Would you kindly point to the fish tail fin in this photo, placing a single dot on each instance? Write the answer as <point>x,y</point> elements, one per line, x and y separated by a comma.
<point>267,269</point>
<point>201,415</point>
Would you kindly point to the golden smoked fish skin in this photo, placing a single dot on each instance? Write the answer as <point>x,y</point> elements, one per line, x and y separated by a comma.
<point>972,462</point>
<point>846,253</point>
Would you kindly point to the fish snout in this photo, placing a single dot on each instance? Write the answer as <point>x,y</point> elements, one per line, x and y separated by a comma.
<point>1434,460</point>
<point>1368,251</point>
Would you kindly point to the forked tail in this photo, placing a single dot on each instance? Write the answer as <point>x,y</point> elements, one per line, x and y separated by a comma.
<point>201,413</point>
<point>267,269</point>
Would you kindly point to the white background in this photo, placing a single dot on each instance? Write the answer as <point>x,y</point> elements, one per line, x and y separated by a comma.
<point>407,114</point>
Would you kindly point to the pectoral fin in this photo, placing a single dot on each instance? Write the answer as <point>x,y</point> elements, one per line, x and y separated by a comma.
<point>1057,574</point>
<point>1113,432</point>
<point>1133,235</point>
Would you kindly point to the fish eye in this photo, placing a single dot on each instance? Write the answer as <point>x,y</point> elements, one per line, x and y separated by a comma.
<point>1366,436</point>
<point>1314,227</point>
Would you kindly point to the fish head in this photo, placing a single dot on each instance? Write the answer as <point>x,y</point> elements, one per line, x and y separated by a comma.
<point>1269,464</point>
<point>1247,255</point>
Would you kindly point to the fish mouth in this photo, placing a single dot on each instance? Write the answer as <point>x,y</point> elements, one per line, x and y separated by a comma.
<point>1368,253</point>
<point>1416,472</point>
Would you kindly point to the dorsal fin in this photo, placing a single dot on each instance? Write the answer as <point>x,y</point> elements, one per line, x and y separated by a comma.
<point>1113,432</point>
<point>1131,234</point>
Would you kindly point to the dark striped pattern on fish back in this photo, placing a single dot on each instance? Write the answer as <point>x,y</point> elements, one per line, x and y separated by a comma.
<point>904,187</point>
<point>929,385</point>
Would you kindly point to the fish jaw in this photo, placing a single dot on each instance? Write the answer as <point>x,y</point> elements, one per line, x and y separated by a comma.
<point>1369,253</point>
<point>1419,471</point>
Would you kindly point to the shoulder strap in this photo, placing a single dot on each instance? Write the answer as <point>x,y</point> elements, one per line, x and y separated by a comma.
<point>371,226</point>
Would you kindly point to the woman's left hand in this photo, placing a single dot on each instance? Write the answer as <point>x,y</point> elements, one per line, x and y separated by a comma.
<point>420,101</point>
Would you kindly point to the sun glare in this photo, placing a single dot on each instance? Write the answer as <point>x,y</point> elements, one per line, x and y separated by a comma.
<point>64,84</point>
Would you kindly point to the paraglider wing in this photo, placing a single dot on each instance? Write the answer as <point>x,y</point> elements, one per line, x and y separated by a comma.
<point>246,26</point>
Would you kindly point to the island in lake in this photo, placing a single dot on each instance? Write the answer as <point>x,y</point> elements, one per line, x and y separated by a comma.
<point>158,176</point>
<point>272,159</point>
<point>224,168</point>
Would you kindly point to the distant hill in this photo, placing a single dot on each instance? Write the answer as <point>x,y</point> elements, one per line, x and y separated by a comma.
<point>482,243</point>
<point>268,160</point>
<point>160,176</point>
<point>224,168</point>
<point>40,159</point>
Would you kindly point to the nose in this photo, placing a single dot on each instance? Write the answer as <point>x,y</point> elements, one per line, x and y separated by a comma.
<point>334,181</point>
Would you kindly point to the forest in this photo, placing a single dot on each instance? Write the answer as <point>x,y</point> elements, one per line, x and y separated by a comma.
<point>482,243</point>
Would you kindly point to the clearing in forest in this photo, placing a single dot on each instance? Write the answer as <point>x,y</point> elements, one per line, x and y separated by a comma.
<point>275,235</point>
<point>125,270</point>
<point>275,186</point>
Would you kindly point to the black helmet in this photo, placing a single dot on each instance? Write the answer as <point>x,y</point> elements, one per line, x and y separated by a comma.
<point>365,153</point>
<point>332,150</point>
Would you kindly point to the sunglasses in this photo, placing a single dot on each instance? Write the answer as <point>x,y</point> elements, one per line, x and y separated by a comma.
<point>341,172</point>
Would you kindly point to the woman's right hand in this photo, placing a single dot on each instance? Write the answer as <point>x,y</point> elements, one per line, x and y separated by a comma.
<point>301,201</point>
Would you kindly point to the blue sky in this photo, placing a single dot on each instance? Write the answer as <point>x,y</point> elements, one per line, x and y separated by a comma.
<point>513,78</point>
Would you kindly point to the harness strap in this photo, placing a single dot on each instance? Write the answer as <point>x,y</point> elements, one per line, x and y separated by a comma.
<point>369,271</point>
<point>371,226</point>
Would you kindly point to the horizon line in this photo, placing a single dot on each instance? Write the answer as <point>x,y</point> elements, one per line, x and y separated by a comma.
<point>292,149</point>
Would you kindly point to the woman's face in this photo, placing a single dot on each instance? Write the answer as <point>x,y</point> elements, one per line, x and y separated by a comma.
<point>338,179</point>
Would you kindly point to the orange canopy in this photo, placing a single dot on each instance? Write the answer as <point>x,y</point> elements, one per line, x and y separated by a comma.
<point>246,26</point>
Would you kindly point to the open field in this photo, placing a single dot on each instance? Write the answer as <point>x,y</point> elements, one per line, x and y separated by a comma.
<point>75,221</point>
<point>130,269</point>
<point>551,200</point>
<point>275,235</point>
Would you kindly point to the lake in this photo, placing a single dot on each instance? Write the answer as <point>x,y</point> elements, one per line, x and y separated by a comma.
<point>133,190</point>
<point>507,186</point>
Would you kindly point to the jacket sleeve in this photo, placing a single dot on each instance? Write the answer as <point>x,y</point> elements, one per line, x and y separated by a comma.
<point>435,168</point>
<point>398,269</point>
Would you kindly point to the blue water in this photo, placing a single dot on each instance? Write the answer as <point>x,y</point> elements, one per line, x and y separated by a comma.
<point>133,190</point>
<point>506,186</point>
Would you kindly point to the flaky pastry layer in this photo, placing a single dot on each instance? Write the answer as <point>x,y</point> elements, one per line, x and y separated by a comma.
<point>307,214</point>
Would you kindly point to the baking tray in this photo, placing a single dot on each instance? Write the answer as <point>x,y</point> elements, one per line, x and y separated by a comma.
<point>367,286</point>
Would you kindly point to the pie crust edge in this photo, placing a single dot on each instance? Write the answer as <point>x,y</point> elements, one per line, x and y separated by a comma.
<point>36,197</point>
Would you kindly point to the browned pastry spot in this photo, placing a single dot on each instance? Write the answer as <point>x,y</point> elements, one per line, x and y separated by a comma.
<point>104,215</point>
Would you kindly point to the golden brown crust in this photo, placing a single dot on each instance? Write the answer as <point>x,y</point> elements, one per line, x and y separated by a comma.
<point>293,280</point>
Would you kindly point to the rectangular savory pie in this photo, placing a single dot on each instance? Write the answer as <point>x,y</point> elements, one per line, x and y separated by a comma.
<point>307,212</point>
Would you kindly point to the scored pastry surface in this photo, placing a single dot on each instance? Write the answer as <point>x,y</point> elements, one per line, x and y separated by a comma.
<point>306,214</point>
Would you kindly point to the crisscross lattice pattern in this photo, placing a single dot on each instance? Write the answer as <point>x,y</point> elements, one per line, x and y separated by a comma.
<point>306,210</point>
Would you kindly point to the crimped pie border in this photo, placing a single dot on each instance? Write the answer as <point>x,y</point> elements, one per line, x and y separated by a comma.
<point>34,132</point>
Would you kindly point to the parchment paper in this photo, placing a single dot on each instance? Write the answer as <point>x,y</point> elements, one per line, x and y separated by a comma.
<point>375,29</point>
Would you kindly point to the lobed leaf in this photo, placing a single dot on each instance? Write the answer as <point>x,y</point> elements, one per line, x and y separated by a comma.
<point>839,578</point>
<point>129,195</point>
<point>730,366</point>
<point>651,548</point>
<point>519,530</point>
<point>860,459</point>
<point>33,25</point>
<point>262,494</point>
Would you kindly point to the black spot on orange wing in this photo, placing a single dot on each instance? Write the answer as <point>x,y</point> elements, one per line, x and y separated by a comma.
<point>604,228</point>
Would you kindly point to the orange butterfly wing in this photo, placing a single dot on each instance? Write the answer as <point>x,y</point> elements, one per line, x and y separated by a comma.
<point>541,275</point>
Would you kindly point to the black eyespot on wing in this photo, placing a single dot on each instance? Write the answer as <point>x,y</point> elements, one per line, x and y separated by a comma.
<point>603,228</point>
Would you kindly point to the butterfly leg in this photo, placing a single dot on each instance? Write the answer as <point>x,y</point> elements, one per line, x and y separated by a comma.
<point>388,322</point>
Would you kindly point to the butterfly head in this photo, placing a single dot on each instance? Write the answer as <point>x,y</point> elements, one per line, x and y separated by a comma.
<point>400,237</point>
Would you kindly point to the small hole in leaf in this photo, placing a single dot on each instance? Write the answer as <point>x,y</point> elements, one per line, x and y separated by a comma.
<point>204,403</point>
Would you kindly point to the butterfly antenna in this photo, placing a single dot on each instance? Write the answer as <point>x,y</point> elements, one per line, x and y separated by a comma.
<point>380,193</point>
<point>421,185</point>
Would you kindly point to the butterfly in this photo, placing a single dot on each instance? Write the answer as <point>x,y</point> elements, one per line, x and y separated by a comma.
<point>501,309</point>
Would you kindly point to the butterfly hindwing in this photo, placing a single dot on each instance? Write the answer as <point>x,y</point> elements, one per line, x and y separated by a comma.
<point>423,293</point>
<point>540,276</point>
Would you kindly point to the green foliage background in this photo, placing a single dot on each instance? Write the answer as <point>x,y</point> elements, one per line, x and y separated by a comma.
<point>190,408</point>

* * * * *

== Stated problem ==
Please extract the stretch of the material from the line containing "Would you kindly point to the woman's left" through the line containing "<point>64,84</point>", and repeat those lines exactly as they appear.

== Result ==
Would you kindly point to the woman's left hand in this photo, placing a single dot on each instance? Write the answer as <point>x,y</point> elements, one per line, x and y separated by a comma.
<point>420,101</point>
Would you kindly point to the sun glare in this photo, placing a single dot on each instance? Write the answer as <point>x,y</point> elements, one per line, x and y separated by a comma.
<point>64,84</point>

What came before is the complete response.